One of my clients is trying to overhaul her sleeping habits. She tends to stay up late or all-night reading. I get it. I used to do the same thing. I have had many clients who stay up late fooling around on their phone or tablet. It is addicting. You start reading one article or watching a video and it leads to another and another. Or you start reading a book and get really into it.

Often the result is that it is hard to get up the next morning because you are so tired. Many people affected by ADD/ADHD say they aren’t morning people. I wonder if this is really true for all of them or if a portion of them are just not getting enough sleep so that mornings are hard. I don’t know the answer to that. What I do know is that you need sleep. Lack of sleep can aggravate ADD/ADHD symptoms.

Choose a bedtime. Work backwards from when you have to get up to decide the time. Set an alarm, if necessary, about an hour before your bedtime. Do your ablutions once the alarm goes off and then get into bed. You should have 30 to 45 minutes left to read, play games, watch video or whatever chills you out. You might have to set another alarm for when your hour is up to remind you to turn out the lights and close your eyes. I like to put on a podcast to listen to as I go to sleep. This is key though, not a favorite podcast because I will stay up listening. Just a middle of the road podcast or the radio that engage me at a low level so I can fall asleep.

Don’t watch TV to fall asleep. TV is a visual medium and you will stay up later than necessary if you keep your eyes open and end up fighting sleep. I have some clients who listen to audio books to fall asleep. That can work, but again it can’t be an interesting book that keeps you awake. One way to solve that is to listen to books you have already listened to or read before so it is not quite so engaging.

When your alarm goes off in the morning get up. Don’t hit snooze. Snooze is dangerous. It can lead to over sleeping. Some clients use an alarm clock and put it across the room from them so they have to get out of bed to turn off the annoying alarm. The rule is once out of bed, no going back.

What is important is getting enough sleep so that your symptoms are not exacerbated and you don’t feel lethargic during the day. If you have trouble falling asleep on a regular basis, see a doctor for help. Sleep is vital to success and enjoyment of life.

◆ Description of the task: In the text about sleep habits, how long before bedtime does it suggest setting an alarm? The lines have nothing to do with the text about sleep habits.

◆ Excerpted records:
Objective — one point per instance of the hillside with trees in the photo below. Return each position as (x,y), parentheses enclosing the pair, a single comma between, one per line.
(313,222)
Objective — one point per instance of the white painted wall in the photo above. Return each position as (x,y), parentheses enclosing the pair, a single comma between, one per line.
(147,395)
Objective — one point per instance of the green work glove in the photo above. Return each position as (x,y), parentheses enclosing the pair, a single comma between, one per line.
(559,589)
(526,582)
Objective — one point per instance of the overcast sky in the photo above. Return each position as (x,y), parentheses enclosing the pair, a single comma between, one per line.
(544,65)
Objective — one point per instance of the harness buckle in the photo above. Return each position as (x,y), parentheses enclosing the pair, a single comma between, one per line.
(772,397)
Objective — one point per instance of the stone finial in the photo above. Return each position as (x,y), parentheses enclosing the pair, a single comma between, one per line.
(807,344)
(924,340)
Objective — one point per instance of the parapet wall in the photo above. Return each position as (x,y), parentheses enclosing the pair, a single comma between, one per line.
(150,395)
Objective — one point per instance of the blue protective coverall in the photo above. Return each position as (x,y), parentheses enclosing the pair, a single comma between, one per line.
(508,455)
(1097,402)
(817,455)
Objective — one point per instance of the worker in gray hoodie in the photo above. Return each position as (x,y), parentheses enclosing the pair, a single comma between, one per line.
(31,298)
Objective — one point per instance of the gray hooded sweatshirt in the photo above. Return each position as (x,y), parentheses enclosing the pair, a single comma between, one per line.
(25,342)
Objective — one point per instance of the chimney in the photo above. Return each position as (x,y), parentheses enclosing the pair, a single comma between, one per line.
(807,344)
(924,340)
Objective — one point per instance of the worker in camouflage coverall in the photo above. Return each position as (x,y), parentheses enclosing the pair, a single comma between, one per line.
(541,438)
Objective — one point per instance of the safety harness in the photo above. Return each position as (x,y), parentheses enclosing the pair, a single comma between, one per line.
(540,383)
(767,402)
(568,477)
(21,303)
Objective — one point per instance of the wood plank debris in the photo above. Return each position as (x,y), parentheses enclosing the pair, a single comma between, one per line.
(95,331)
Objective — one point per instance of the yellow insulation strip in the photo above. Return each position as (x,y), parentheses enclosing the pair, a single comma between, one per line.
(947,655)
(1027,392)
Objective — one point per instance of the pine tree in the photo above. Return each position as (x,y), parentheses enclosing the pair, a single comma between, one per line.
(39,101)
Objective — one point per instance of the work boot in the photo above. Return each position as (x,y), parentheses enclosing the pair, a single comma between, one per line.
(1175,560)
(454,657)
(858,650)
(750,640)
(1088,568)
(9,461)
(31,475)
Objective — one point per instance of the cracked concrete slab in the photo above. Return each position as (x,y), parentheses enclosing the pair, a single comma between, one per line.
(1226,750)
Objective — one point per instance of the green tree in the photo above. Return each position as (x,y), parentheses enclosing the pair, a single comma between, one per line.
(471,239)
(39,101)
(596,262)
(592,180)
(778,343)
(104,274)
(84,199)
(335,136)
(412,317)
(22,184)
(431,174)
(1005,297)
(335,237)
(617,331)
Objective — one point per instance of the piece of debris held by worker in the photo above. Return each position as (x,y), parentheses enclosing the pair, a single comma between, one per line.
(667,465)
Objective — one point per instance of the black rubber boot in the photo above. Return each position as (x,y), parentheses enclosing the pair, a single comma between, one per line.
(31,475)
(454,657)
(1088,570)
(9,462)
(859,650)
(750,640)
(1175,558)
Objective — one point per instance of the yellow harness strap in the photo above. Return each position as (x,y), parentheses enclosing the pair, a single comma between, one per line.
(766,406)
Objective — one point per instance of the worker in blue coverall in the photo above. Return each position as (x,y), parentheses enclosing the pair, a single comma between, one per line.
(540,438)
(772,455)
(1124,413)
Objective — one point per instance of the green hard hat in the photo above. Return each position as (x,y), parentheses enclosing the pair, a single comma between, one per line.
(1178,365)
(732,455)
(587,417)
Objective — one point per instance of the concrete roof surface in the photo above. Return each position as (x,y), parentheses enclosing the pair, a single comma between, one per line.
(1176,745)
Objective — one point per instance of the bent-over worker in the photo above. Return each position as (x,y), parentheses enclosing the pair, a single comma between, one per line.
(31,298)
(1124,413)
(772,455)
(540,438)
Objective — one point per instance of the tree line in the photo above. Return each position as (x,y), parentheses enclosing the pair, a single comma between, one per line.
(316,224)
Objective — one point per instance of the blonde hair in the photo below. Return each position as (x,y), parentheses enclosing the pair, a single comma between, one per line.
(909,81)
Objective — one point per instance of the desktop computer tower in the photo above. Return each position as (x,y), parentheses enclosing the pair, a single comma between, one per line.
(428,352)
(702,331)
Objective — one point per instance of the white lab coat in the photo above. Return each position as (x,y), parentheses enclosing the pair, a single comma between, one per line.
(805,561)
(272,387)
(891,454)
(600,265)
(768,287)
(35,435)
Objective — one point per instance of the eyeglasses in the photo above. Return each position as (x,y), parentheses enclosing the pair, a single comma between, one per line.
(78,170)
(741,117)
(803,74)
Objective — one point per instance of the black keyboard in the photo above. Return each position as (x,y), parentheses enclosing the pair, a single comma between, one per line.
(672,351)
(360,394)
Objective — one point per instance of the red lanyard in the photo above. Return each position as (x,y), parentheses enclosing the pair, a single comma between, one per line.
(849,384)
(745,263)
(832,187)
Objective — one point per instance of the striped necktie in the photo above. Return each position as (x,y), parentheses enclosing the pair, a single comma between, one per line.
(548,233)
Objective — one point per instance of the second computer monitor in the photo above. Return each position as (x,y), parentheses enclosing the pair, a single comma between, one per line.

◆ Reply: About an hour before bedtime.